# Assignment
Range to output from the entries below: the line containing "Would you be able to point to the lake" through the line containing "cloud in the photo below". Set it down exactly, ends included, nothing else.

Start of Excerpted records

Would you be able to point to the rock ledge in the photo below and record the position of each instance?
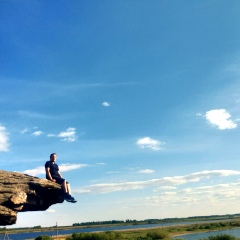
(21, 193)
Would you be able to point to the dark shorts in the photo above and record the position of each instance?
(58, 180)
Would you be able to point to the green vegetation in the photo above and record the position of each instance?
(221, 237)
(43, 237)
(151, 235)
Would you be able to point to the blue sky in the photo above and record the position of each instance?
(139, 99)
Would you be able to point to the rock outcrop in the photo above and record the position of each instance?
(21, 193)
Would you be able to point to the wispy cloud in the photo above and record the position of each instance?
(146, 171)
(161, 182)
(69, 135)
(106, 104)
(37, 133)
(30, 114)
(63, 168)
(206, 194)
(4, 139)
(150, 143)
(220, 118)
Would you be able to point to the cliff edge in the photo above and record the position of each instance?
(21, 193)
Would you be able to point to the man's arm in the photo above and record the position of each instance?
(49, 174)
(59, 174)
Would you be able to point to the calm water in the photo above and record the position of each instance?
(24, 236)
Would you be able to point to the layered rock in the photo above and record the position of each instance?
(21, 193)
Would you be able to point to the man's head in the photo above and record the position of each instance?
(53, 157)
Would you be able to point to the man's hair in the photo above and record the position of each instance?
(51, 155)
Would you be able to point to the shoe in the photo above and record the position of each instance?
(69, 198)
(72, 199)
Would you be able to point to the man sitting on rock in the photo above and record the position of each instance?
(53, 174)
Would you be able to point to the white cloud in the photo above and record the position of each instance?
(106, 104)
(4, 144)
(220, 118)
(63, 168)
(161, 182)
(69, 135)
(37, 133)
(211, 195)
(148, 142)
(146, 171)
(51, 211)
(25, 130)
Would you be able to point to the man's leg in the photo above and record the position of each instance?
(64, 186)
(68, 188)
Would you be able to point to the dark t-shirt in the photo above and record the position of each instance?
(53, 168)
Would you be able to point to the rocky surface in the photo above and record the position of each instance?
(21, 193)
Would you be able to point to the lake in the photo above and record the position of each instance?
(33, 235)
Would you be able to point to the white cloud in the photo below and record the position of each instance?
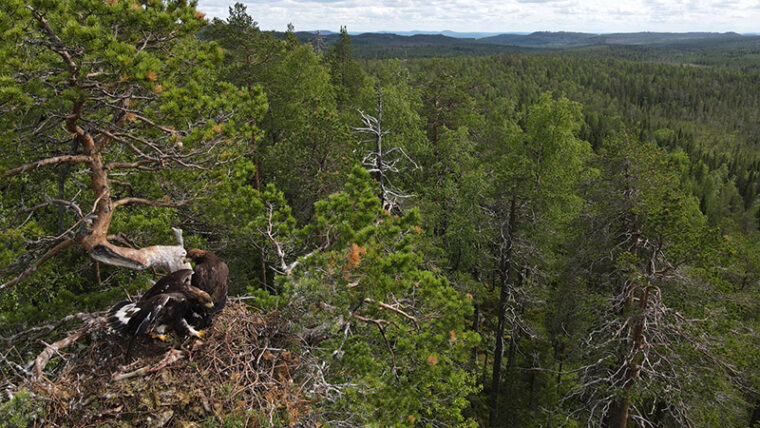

End of Excerpted records
Start of Excerpted records

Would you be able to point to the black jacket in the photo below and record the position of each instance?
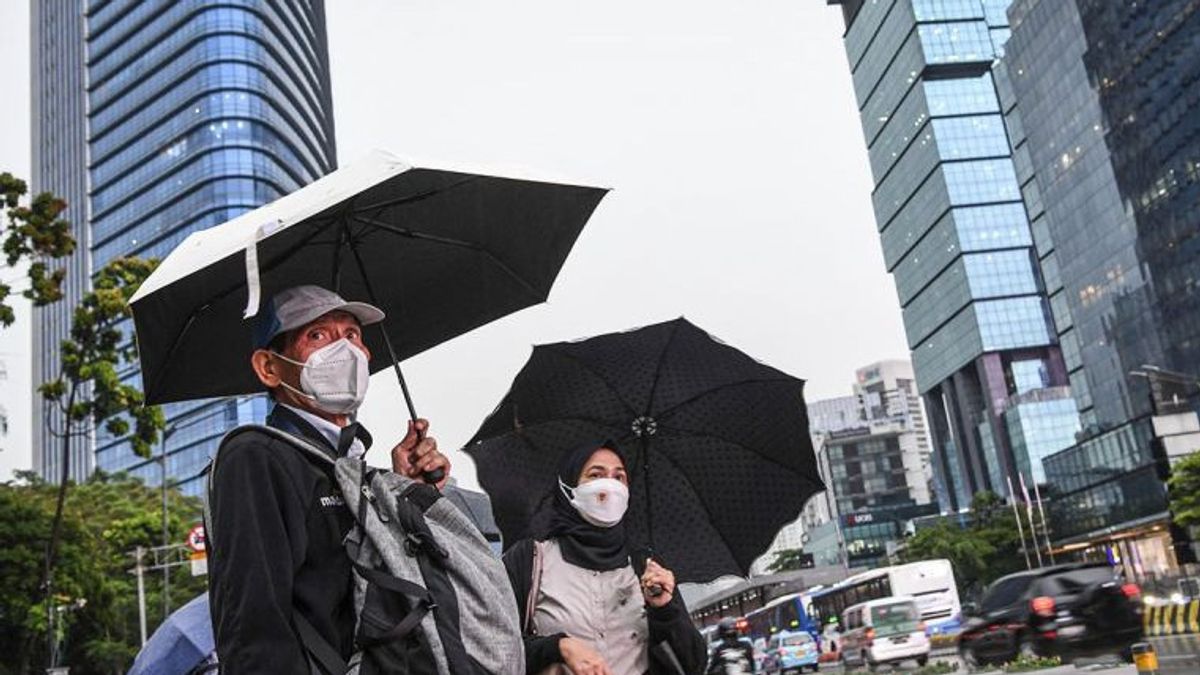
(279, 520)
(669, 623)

End of Excerpted records

# Finished exercise
Would you be able to point to the lake in the photo above and record the position of each instance?
(33, 235)
Would you be able to point to the white cloud in the photo below and record the position of each instance?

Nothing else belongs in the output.